-- EXERCISE GOAL --
From the items below, pull out every line that contains the string "positive" and list those lines in their original order.

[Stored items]
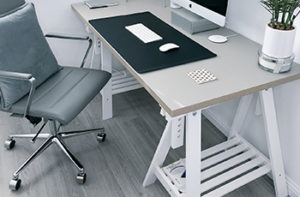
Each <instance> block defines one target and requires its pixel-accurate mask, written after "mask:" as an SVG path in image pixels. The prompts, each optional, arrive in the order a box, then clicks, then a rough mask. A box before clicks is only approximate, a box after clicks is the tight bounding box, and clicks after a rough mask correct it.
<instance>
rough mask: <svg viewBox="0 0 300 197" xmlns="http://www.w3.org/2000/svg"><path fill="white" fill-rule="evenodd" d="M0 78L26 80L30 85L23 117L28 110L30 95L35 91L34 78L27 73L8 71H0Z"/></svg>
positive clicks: (34, 83) (35, 84)
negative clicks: (29, 87)
mask: <svg viewBox="0 0 300 197" xmlns="http://www.w3.org/2000/svg"><path fill="white" fill-rule="evenodd" d="M0 78H6V79H12V80H21V81H28V82H29V83H30V85H31V87H30V92H29V96H28V99H27V103H26V107H25V111H24V117H25V116H26V115H27V113H28V112H29V110H30V107H31V102H32V97H33V94H34V92H35V88H36V83H35V82H36V80H35V78H34V77H33V76H32V75H31V74H28V73H19V72H9V71H0Z"/></svg>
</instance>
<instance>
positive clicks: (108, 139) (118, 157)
mask: <svg viewBox="0 0 300 197" xmlns="http://www.w3.org/2000/svg"><path fill="white" fill-rule="evenodd" d="M100 102H101V98H100V96H97V97H96V98H95V99H94V100H93V102H91V103H90V104H89V105H88V106H87V108H86V109H84V110H83V111H82V113H81V114H79V116H78V117H77V118H76V119H75V120H73V121H72V122H71V123H70V124H69V125H67V126H65V127H63V128H62V129H63V130H66V131H67V130H77V129H84V128H95V127H104V128H105V130H106V133H107V140H106V142H104V143H102V144H99V143H98V142H97V141H96V138H95V134H88V135H83V136H78V137H75V138H68V139H66V140H65V142H66V144H67V145H68V146H69V148H70V150H71V151H72V152H73V153H74V154H75V155H76V156H77V157H78V159H79V160H80V161H81V163H82V164H83V165H84V167H85V169H86V172H87V182H86V183H85V185H78V184H77V183H76V181H75V176H76V174H77V171H76V169H75V167H74V166H73V164H72V163H71V162H70V161H69V160H68V158H66V156H65V155H64V154H63V153H62V152H61V151H60V150H59V149H58V148H57V147H56V146H55V145H53V146H52V147H50V148H49V149H48V150H46V151H45V152H44V153H43V154H42V155H40V157H39V158H37V159H36V160H35V161H34V162H33V163H32V164H30V166H29V167H28V168H26V169H25V170H24V171H23V172H22V173H21V175H20V178H21V179H22V187H21V188H20V190H19V191H17V192H11V191H10V190H9V189H8V182H9V181H10V179H11V178H12V174H13V172H14V171H15V170H16V169H17V168H18V167H19V166H20V165H21V164H22V162H24V161H25V159H26V158H27V157H28V156H29V155H30V154H31V153H32V152H33V151H34V150H35V149H37V147H38V146H39V145H40V144H41V141H37V142H36V143H35V144H31V143H30V142H29V140H25V139H24V140H23V139H22V140H17V144H16V146H15V148H14V149H13V150H10V151H7V150H5V149H4V148H0V196H1V197H14V196H22V197H27V196H28V197H40V196H42V197H60V196H63V197H69V196H72V197H94V196H95V197H96V196H100V197H102V196H103V197H122V196H126V197H139V196H143V197H164V196H166V197H167V196H169V195H168V193H167V192H166V191H165V190H164V188H163V187H162V185H161V184H160V183H159V182H157V181H156V182H155V184H153V185H151V186H149V187H147V188H143V186H142V182H143V179H144V176H145V174H146V172H147V168H148V166H149V165H150V162H151V159H152V156H153V154H154V151H155V149H156V146H157V144H158V142H159V139H160V136H161V134H162V131H163V129H164V126H165V124H166V121H165V120H164V118H163V117H161V116H160V114H159V110H160V108H159V106H158V104H157V103H156V102H155V101H154V100H153V99H152V97H151V96H150V95H149V94H148V93H147V92H146V91H145V90H144V89H138V90H134V91H130V92H127V93H123V94H119V95H115V96H114V97H113V103H114V118H112V119H110V120H106V121H101V113H100V107H101V103H100ZM46 131H48V129H46ZM46 131H45V132H46ZM29 132H33V128H32V127H31V126H30V125H29V123H28V122H27V121H26V120H24V119H18V118H12V117H9V114H7V113H4V112H0V142H1V143H3V142H4V140H5V139H6V138H7V136H8V134H9V133H29ZM224 140H226V138H225V136H224V135H222V134H221V133H220V132H219V131H218V130H217V129H216V128H215V127H214V126H213V125H212V124H211V123H210V122H209V121H208V120H207V119H205V118H203V137H202V144H203V147H202V148H203V149H206V148H208V147H210V146H213V145H215V144H217V143H220V142H222V141H224ZM182 157H184V148H180V149H179V150H171V151H170V154H169V156H168V158H167V161H166V163H169V162H172V161H175V160H177V159H178V158H182ZM227 196H228V197H238V196H241V197H256V196H257V197H259V196H261V197H270V196H275V194H274V188H273V183H272V180H270V179H269V178H268V177H262V178H260V179H258V180H256V181H253V182H251V183H250V184H248V185H246V186H244V187H242V188H240V189H239V190H237V191H235V192H232V193H230V194H228V195H227Z"/></svg>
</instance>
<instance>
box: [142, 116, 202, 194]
mask: <svg viewBox="0 0 300 197" xmlns="http://www.w3.org/2000/svg"><path fill="white" fill-rule="evenodd" d="M171 125H172V120H168V123H167V125H166V127H165V130H164V132H163V135H162V137H161V139H160V142H159V144H158V147H157V149H156V152H155V154H154V157H153V159H152V162H151V165H150V167H149V169H148V172H147V175H146V177H145V179H144V182H143V186H144V187H145V186H147V185H150V184H152V183H154V182H155V180H156V179H157V177H156V170H157V168H158V167H159V168H160V167H162V165H163V162H164V161H165V159H166V156H167V154H168V152H169V149H170V148H171V138H172V136H171V135H172V129H171ZM200 174H201V110H199V111H197V112H192V113H189V114H187V115H186V185H187V186H186V196H188V197H199V196H200V181H201V175H200Z"/></svg>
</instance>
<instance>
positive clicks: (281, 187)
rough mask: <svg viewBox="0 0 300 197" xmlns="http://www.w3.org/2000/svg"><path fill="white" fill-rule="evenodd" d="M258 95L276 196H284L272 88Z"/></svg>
mask: <svg viewBox="0 0 300 197" xmlns="http://www.w3.org/2000/svg"><path fill="white" fill-rule="evenodd" d="M259 95H260V99H261V106H262V112H263V117H264V123H265V132H266V138H267V143H268V149H269V156H270V162H271V166H272V174H273V181H274V185H275V192H276V196H277V197H286V196H287V195H288V193H287V185H286V179H285V172H284V166H283V160H282V153H281V147H280V140H279V129H278V124H277V117H276V110H275V103H274V96H273V89H271V88H270V89H268V90H262V91H260V94H259Z"/></svg>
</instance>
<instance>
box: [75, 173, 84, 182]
mask: <svg viewBox="0 0 300 197" xmlns="http://www.w3.org/2000/svg"><path fill="white" fill-rule="evenodd" d="M85 181H86V173H78V174H77V176H76V182H77V183H79V184H84V183H85Z"/></svg>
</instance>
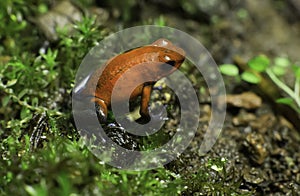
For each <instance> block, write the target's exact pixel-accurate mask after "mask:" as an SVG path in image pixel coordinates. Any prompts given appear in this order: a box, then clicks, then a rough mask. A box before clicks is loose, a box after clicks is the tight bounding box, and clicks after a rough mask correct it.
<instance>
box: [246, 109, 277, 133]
mask: <svg viewBox="0 0 300 196" xmlns="http://www.w3.org/2000/svg"><path fill="white" fill-rule="evenodd" d="M276 122H277V120H276V118H275V116H274V115H273V114H272V113H267V114H262V115H260V116H259V118H256V119H255V120H254V121H252V122H250V126H251V127H252V128H253V129H254V130H257V131H258V132H260V133H265V132H267V130H269V129H271V128H272V127H273V126H274V125H275V124H276Z"/></svg>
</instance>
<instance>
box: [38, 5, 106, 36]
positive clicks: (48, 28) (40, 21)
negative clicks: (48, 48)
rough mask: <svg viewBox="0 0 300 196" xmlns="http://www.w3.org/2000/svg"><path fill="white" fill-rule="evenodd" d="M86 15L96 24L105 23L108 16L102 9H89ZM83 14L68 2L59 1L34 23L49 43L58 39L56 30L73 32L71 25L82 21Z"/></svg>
mask: <svg viewBox="0 0 300 196" xmlns="http://www.w3.org/2000/svg"><path fill="white" fill-rule="evenodd" d="M87 14H89V15H94V16H96V21H97V22H98V23H104V22H105V21H107V19H108V17H109V14H108V12H107V11H106V10H104V9H102V8H96V7H93V8H90V9H89V10H88V11H87ZM83 16H84V15H83V12H82V11H81V10H80V9H79V8H78V7H76V6H74V5H73V4H72V3H71V2H69V1H61V2H59V3H58V4H57V5H56V6H54V7H53V8H52V9H51V10H50V11H49V12H47V13H46V14H43V15H41V16H39V17H38V18H37V19H36V20H35V23H36V24H37V26H38V27H39V28H40V29H41V31H42V32H43V33H44V35H45V36H46V38H47V39H48V40H49V41H56V40H57V39H58V35H57V29H63V30H64V31H67V32H69V33H71V32H72V30H73V25H74V24H75V23H76V22H78V21H81V20H82V19H83Z"/></svg>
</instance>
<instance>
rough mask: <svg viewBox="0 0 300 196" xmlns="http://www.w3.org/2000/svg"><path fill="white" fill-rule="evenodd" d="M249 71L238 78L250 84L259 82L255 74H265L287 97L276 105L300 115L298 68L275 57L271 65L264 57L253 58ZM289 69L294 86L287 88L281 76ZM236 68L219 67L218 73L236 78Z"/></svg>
mask: <svg viewBox="0 0 300 196" xmlns="http://www.w3.org/2000/svg"><path fill="white" fill-rule="evenodd" d="M248 67H249V69H248V70H246V71H244V72H243V73H242V74H241V75H240V78H241V79H242V80H244V81H246V82H249V83H252V84H258V83H260V82H261V78H260V76H259V75H258V74H256V73H266V74H267V75H268V76H269V78H270V79H271V80H272V81H273V82H274V83H275V84H276V85H277V86H278V87H279V88H280V89H281V90H282V91H284V92H285V93H286V94H287V95H288V96H289V97H284V98H279V99H277V100H276V102H277V103H281V104H286V105H289V106H290V107H292V108H293V109H294V110H295V111H297V112H298V113H300V66H299V65H296V64H292V63H291V62H290V60H289V59H288V58H285V57H276V58H274V60H273V63H272V64H271V60H270V59H269V58H268V57H267V56H265V55H259V56H257V57H254V58H253V59H251V60H250V61H249V62H248ZM288 69H290V70H292V71H293V72H292V73H293V77H294V86H293V88H292V87H289V86H288V85H286V84H285V83H284V82H283V81H282V80H281V78H280V77H281V76H283V75H284V74H286V72H287V70H288ZM237 70H238V67H237V66H235V65H232V64H224V65H221V66H220V71H221V73H222V74H224V75H228V76H237Z"/></svg>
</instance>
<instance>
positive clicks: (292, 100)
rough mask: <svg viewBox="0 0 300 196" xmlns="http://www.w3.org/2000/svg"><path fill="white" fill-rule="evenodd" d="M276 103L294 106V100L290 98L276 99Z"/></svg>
mask: <svg viewBox="0 0 300 196" xmlns="http://www.w3.org/2000/svg"><path fill="white" fill-rule="evenodd" d="M276 103H281V104H286V105H292V104H293V103H294V100H293V99H292V98H289V97H286V98H279V99H276Z"/></svg>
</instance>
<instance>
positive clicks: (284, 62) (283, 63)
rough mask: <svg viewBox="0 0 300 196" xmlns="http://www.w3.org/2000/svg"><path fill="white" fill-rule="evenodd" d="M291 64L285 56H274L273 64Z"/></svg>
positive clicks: (287, 64) (285, 64) (284, 65)
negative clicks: (273, 62) (283, 56)
mask: <svg viewBox="0 0 300 196" xmlns="http://www.w3.org/2000/svg"><path fill="white" fill-rule="evenodd" d="M290 64H291V62H290V60H289V59H288V58H286V57H276V58H275V59H274V65H275V66H279V67H288V66H289V65H290Z"/></svg>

-- ANSWER AREA --
positive clicks: (34, 83) (35, 84)
positive clicks: (108, 139) (118, 157)
positive clicks: (281, 187)
positive clicks: (48, 28) (40, 21)
positive clicks: (292, 100)
positive clicks: (284, 62) (283, 63)
positive clicks: (287, 64) (285, 64) (284, 65)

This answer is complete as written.